Write the next part of the blog post below, on the music site Hearing Things and Andrew Garfield's Modern Love reading, starting after its final sentence. Leave the material that follows the post aside.

(Selected extract begins)

More on the One-Cheek Rule.


Hearing Things

Hearing Things is a new worker-owned music site with a roster of founders that have worked at Pitchfork, The Fader, Vibe, Spin, Gawker, and Jezebel.

I stopped reading music journalism altogether in 2003 when Pitchfork gave my favorite album that year, Bobby Birdman's Born Free Forever, a terrible review. Obviously I know "different strokes for different folks," but I still remember the eye-roll I did while reading it and it was sorta just the final straw for me on seeking the opinions of "experts". However, I know a lot of people do like reading music sites, and I've been happy with some of the other sites that are the creations of "supergroups" of ex-employees of other sites, most notably 404 Media, which hits it out of the park daily.

I wish Hearing Things luck! And here's that Bobby Birdman album:


The Heart Breaks and Breaks

On a recent episode of the NYTimes Modern Love podcast, actor Andrew Garfield reads Chris Huntington's wonderful essay Learning to Measure Time In Love and Loss (both gift links).

Not only is the essay terrific and Garfield's performance excellent, but during it, he breaks down and the moment is rather extraordinary for how uncommon it is in today's culture and media. Some actors would have asked for the piece to be edited to be seamless — some podcasts would have done it without being asked — but offering it up whole was the correct decision and I urge you to listen to it.

(Selected extract ends)
(Information provided begins)

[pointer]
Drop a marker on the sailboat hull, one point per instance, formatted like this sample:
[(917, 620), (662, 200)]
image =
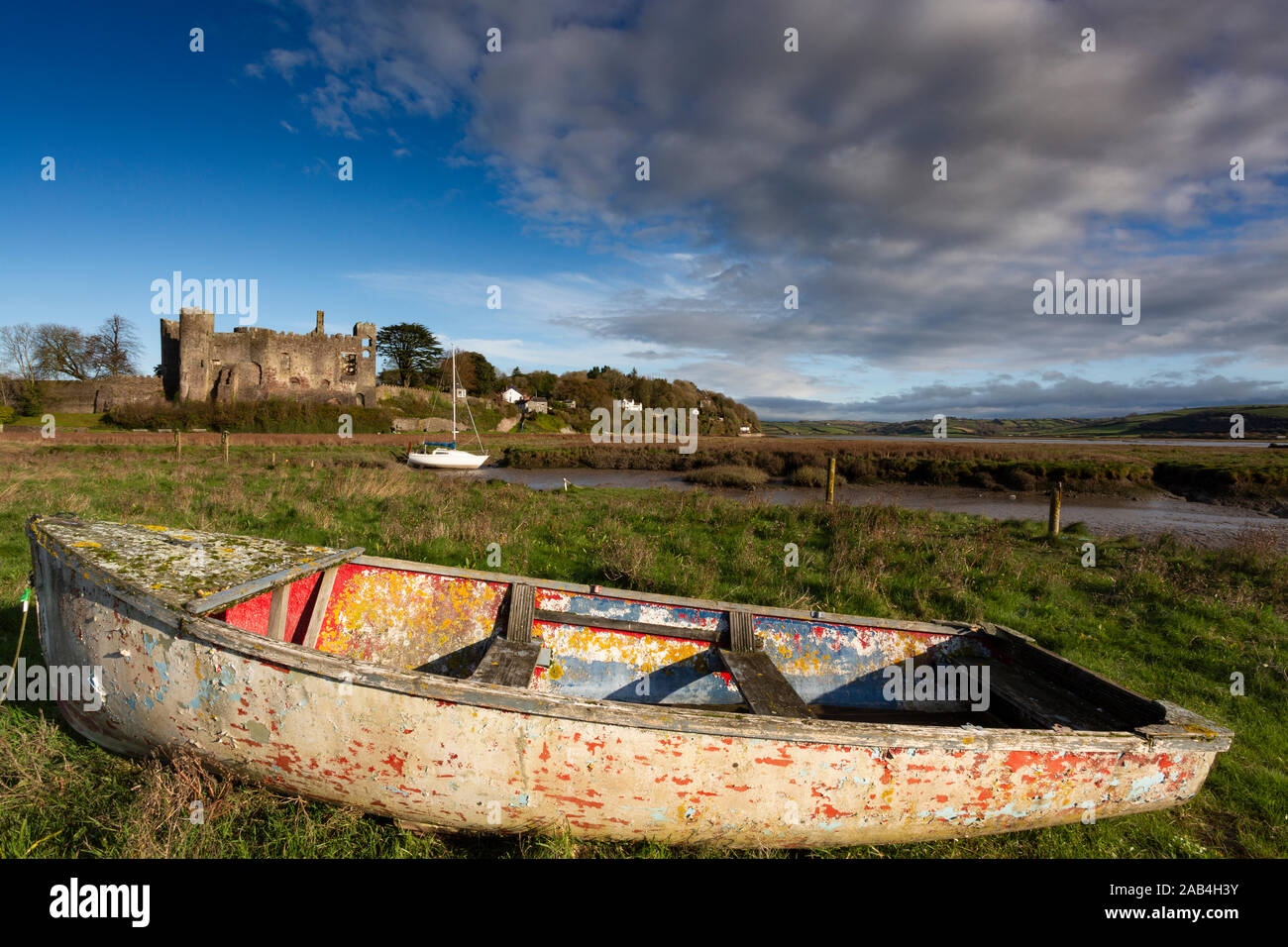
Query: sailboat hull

(Information provided ends)

Solved exercise
In the opening, before he reads the essay, Garfield unknowingly quotes Stanley Kunitz's The Testing-Tree when he says, "The heart lives by breaking." The full quote is, "In a murderous time, the heart breaks and breaks and lives by breaking." It's a wonderful line that's grown in meaning for me as I've aged. (Kunitz's book, Passing Through, is one of the many books in my bathroom. I've always kept books in my bathrooms. In more recent times, they're an excellent encouragement to not take my phone with me. You're just sitting there. Read a poem!)

You can read Kunitz's The Testing-Tree here.

Garfield mentions that Huntington's essay brings Rilke to mind. Specifically, Robert Bly's translation of The Man Watching:

I can tell by the way the trees beat, after
so many dull days, on my worried windowpanes
that a storm is coming,
and I hear the far-off fields say things
I can't bear without a friend,
I can't love without a sister

The storm, the shifter of shapes, drives on
across the woods and across time,
and the world looks as if it had no age:
the landscape like a line in the psalm book,
is seriousness and weight and eternity.

What we choose to fight is so tiny!
What fights us is so great!
If only we would let ourselves be dominated
as things do by some immense storm,
we would become strong too, and not need names.

When we win it's with small things,
and the triumph itself makes us small.
What is extraordinary and eternal
does not want to be bent by us.
I mean the Angel who appeared
to the wrestlers of the Old Testament:
when the wrestler's sinews
grew long like metal strings,
he felt them under his fingers
like chords of deep music.

Whoever was beaten by this Angel
(who often simply declined the fight)
went away proud and strengthened
and great from that harsh hand,
that kneaded him as if to change his shape.
Winning does not tempt that man.
This is how he grows: by being defeated, decisively,
by constantly greater beings.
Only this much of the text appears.